(Dataset entries):
····················

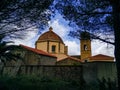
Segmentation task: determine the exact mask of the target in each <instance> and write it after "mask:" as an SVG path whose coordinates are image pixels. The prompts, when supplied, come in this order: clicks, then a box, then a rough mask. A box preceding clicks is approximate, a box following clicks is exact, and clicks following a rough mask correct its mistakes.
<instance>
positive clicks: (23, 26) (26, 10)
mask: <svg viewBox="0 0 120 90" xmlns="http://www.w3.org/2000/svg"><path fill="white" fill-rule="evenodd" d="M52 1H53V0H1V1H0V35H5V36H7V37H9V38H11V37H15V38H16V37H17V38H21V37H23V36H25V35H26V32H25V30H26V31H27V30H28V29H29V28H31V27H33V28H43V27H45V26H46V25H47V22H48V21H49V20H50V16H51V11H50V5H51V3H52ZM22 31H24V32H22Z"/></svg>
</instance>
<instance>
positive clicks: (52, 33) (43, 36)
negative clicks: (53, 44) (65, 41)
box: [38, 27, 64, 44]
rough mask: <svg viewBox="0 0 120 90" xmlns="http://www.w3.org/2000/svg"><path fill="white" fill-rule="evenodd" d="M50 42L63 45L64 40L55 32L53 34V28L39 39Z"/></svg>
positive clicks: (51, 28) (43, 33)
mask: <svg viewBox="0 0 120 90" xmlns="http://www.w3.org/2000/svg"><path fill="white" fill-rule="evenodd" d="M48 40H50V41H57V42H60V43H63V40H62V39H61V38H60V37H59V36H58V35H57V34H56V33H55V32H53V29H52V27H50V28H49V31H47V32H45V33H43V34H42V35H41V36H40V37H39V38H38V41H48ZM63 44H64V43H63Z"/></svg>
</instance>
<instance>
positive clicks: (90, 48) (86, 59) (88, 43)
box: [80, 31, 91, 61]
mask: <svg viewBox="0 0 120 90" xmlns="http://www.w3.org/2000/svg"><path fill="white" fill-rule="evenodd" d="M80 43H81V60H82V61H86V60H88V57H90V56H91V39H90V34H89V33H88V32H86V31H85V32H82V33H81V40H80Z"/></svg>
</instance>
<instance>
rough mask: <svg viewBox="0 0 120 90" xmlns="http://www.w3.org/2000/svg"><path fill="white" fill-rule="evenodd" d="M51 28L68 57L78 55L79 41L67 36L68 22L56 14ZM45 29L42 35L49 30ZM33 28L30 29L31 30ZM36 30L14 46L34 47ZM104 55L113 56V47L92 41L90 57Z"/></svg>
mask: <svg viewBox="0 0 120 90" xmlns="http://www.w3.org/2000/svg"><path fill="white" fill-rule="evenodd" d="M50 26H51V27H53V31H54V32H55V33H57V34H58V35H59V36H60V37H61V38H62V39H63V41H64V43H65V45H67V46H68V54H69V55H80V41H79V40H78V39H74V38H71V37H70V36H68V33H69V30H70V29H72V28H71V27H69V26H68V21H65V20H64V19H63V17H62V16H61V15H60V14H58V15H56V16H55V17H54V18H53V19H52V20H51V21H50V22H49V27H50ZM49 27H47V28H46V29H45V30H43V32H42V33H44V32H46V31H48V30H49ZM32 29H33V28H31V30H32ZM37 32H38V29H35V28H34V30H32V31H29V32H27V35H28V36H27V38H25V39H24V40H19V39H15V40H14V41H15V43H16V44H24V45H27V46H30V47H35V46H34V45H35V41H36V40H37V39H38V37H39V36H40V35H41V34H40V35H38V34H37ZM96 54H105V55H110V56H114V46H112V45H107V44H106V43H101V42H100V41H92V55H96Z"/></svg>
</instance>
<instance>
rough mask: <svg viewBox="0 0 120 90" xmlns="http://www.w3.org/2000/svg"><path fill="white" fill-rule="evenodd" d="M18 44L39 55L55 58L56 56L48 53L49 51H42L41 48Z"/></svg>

····················

(EXERCISE INSTRUCTIONS): Give back every record above word for word; the pictures have no place in it.

(ANSWER):
Segmentation task: determine the exact mask of the target in each <instance> and write it after "mask:" as an SVG path whose coordinates are image pixels. The prompts, when supplied, come in this order: clicks, then a box, then a rough mask. A box preceding clicks is approximate, a box following clicks is exact, and clicks following a rough mask correct its mistakes.
<instance>
positive clicks: (23, 26) (26, 10)
mask: <svg viewBox="0 0 120 90" xmlns="http://www.w3.org/2000/svg"><path fill="white" fill-rule="evenodd" d="M52 1H53V0H1V1H0V35H5V36H7V37H9V38H11V37H15V38H16V37H17V38H21V37H23V36H25V35H26V32H25V30H26V31H27V30H28V29H29V28H31V27H33V28H43V27H45V26H46V25H47V22H48V21H49V20H50V16H51V11H50V5H51V3H52ZM22 31H24V32H22Z"/></svg>
</instance>
<instance>
positive clicks: (52, 33) (43, 36)
negative clicks: (53, 44) (65, 41)
box: [38, 27, 64, 44]
rough mask: <svg viewBox="0 0 120 90" xmlns="http://www.w3.org/2000/svg"><path fill="white" fill-rule="evenodd" d="M50 42L63 45L64 40L55 32L53 34V28L39 39Z"/></svg>
positive clicks: (51, 28) (43, 33)
mask: <svg viewBox="0 0 120 90" xmlns="http://www.w3.org/2000/svg"><path fill="white" fill-rule="evenodd" d="M48 40H50V41H57V42H60V43H63V40H62V39H61V38H60V37H59V36H58V35H57V34H56V33H55V32H53V29H52V27H50V28H49V31H47V32H45V33H43V34H42V35H41V36H40V37H39V38H38V41H48ZM63 44H64V43H63Z"/></svg>
</instance>
<instance>
positive clicks: (90, 48) (86, 59) (88, 43)
box: [80, 31, 91, 61]
mask: <svg viewBox="0 0 120 90" xmlns="http://www.w3.org/2000/svg"><path fill="white" fill-rule="evenodd" d="M80 43H81V60H82V61H86V60H88V57H90V56H91V39H90V34H89V33H88V32H86V31H85V32H82V33H81V40H80Z"/></svg>
</instance>
<instance>
rough mask: <svg viewBox="0 0 120 90" xmlns="http://www.w3.org/2000/svg"><path fill="white" fill-rule="evenodd" d="M51 28L68 57L78 55L79 41L67 36L68 22L56 14ZM45 29L42 35L49 30ZM33 28L30 29L31 30ZM36 30L14 46L34 47ZM104 55L113 56V47L92 41L90 57Z"/></svg>
mask: <svg viewBox="0 0 120 90" xmlns="http://www.w3.org/2000/svg"><path fill="white" fill-rule="evenodd" d="M50 26H51V27H53V31H54V32H55V33H57V34H58V35H59V36H60V37H61V38H62V39H63V41H64V43H65V45H67V46H68V54H69V55H80V41H79V40H78V39H74V38H71V37H70V36H68V33H69V30H70V29H72V28H71V27H69V26H68V21H65V20H64V19H63V17H62V16H61V15H60V14H58V15H56V16H55V17H54V18H53V19H52V20H51V21H50V22H49V27H50ZM49 27H47V28H46V29H45V30H43V32H42V33H44V32H46V31H48V30H49ZM32 29H33V28H31V30H32ZM37 32H38V29H35V28H34V30H32V31H29V32H27V35H28V36H27V38H25V39H24V40H19V39H15V40H14V41H15V43H16V44H24V45H27V46H30V47H35V46H34V45H35V41H36V40H37V39H38V37H39V36H40V35H41V34H40V35H38V34H37ZM96 54H105V55H110V56H114V46H112V45H107V44H106V43H101V42H100V41H92V55H96Z"/></svg>
</instance>
<instance>
rough mask: <svg viewBox="0 0 120 90" xmlns="http://www.w3.org/2000/svg"><path fill="white" fill-rule="evenodd" d="M18 44L39 55L55 58L56 56L48 53L49 51H42L41 48Z"/></svg>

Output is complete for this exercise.